● TASK TO COMPLETE
Your answer should consist only of the lines from the line containing "Exercise. Label the black top" through the last line below, each repeated exactly.

(Natural-language object grounding data)
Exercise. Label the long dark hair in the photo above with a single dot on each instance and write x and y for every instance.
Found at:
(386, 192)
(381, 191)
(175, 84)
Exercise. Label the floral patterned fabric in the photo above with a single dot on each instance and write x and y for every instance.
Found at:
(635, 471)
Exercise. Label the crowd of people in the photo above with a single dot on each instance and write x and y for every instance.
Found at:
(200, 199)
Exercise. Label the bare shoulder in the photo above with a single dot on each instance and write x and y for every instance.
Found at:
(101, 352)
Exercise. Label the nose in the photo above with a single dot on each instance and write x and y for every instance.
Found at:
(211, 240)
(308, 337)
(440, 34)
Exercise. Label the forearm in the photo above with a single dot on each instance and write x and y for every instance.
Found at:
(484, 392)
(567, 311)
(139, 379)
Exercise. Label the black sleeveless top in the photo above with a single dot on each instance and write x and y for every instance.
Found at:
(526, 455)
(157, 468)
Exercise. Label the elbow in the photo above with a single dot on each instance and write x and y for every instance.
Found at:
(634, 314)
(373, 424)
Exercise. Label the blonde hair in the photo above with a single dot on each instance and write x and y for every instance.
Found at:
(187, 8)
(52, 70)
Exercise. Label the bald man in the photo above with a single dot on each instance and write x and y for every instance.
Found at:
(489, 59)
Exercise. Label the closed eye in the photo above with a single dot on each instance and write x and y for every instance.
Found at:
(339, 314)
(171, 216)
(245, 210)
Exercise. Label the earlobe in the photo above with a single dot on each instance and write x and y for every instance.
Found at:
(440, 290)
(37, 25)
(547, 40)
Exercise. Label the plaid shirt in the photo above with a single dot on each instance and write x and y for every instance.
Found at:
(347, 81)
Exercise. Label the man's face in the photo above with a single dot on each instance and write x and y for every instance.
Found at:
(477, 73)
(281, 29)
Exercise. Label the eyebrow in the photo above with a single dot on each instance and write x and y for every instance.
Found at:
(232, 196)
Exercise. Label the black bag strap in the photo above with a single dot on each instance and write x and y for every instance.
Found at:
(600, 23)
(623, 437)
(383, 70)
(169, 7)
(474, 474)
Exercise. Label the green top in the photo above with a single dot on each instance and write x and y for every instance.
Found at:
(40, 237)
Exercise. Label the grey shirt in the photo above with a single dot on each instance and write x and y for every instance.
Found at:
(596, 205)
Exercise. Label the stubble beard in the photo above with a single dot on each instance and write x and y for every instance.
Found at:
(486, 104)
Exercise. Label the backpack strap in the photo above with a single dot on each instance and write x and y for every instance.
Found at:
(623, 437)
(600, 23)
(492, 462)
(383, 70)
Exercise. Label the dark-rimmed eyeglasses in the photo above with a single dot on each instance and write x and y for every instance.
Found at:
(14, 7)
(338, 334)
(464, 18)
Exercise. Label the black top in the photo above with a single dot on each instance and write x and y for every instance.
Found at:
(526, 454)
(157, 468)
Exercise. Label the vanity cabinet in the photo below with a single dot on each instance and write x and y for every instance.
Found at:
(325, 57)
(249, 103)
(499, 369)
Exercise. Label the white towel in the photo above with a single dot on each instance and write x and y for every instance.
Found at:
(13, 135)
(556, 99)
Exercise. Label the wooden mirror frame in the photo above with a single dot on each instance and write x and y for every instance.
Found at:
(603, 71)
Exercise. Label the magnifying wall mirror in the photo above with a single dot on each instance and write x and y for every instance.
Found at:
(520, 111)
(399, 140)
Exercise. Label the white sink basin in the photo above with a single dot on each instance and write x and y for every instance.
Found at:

● EXERCISE SOLUTION
Exercise. Label the black top in the photo above with a single dot on each instance and write x and y for every instance.
Found at:
(526, 454)
(157, 468)
Exercise. Label the vanity cabinet in the photo below with a single dot on each instance and write x and y for every instance.
Found at:
(325, 57)
(249, 103)
(499, 369)
Exercise. Label the white towel in the photo above with a single dot on each instance and write x and y for every instance.
Found at:
(13, 135)
(556, 99)
Exercise. Label the wooden mirror frame in the photo above with a single dot on each instance and write x and y for every instance.
Found at:
(603, 71)
Exercise. Label the magnifying wall mirror in the photo above with a single dot on each instance and write x and y for every instance.
Found at:
(520, 111)
(399, 140)
Exercise. Label the white sink basin in the photo above with a single dot on each instance and write x and y for every instance.
Found at:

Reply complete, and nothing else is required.